─── Exercise materials

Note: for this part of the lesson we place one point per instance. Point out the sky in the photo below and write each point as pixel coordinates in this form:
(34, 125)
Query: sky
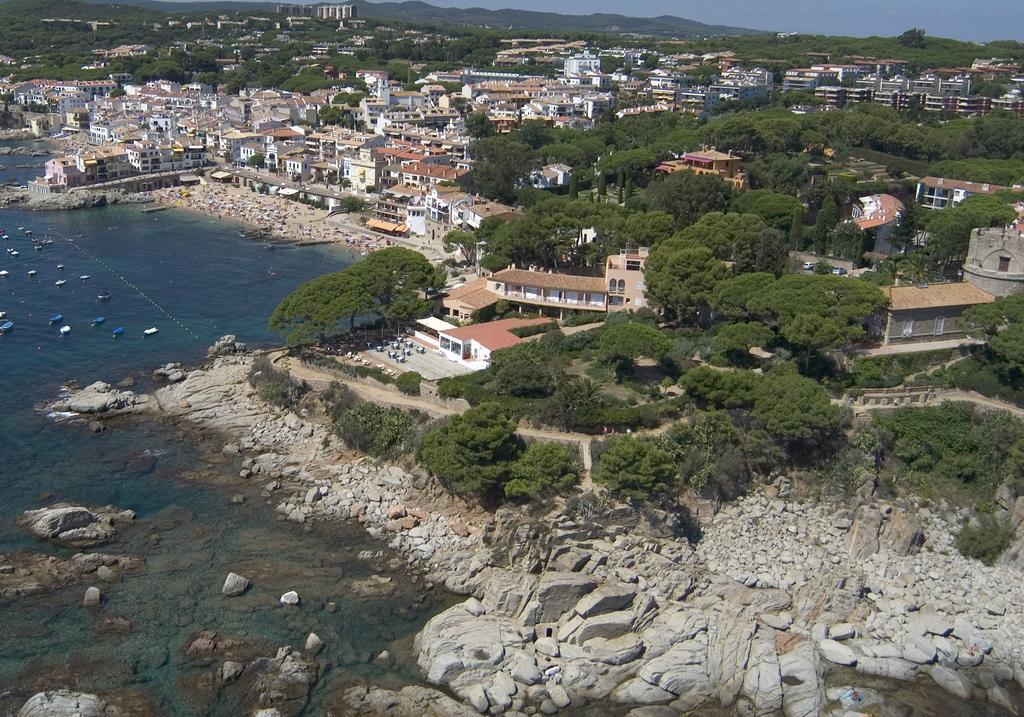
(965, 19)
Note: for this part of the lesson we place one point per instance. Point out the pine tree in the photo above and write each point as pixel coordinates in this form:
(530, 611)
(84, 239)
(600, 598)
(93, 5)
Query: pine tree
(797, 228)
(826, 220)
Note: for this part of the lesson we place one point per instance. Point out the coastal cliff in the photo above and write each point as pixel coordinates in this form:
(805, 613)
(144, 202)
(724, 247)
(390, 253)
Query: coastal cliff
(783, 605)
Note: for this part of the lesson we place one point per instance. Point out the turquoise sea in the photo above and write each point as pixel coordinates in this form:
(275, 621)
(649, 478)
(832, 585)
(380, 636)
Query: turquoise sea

──────
─── Exercise materials

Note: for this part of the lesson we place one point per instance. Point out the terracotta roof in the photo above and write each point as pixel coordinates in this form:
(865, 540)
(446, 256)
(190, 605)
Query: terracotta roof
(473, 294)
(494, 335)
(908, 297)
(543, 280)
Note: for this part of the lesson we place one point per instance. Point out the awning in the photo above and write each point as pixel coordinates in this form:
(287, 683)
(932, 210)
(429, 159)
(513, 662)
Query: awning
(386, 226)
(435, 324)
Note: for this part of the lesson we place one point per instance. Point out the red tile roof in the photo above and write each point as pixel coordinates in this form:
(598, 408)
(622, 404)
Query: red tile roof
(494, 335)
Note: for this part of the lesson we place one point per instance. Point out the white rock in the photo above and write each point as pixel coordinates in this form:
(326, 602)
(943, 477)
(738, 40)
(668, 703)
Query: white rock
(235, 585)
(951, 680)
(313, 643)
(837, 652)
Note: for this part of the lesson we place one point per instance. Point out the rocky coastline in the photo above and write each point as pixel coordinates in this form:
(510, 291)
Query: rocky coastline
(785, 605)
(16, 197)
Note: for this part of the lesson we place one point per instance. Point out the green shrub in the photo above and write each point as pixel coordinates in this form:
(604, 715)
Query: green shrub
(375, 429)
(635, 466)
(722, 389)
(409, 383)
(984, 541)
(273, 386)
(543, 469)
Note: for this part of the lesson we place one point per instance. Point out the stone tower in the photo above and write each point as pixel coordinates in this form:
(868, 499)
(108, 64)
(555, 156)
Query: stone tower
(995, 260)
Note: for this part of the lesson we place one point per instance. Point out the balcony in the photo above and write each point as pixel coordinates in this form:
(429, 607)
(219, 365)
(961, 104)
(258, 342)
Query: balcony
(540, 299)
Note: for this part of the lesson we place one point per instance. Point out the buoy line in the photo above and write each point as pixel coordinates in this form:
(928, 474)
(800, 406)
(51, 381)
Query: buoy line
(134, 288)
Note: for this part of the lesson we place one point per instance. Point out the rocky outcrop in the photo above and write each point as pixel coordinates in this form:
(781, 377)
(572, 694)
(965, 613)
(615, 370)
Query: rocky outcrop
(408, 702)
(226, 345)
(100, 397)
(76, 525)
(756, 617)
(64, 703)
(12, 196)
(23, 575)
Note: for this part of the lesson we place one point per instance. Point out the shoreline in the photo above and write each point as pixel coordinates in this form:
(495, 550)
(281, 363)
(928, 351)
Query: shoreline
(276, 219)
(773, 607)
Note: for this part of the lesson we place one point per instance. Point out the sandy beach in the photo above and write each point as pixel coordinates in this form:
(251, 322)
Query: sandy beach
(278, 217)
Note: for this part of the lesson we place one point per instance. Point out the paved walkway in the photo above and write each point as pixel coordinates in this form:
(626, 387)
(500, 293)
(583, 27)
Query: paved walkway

──────

Task to complete: Return the listing word for word from the line with "out the sky" to the line with "Query: turquoise sea", including both of those lines. Leave the pictures out.

Exercise solution:
Note: for this part of the lesson we place one point per instance. Point out the sky in the photo below and write each point as pixel coordinates in this form:
(34, 125)
Query: sky
(965, 19)
Note: for this part of the lesson we place one point per instance. Point out the pine tree in the photo above and write each point as pixel coordinates in this form:
(530, 611)
(84, 239)
(600, 598)
(93, 5)
Query: pine tree
(797, 228)
(826, 220)
Note: for this part of the lesson we place one point per instance. Point out the coastal cliff in the photo above and write each point as pixel coordinates in this form:
(805, 613)
(144, 202)
(724, 247)
(390, 253)
Query: coastal cliff
(783, 605)
Note: for this part of the lesson we place one point per instance. Point out the turquoise sea in the photo above and write each point as pixel coordinates in this form:
(275, 621)
(649, 478)
(832, 585)
(380, 636)
Query: turquoise sea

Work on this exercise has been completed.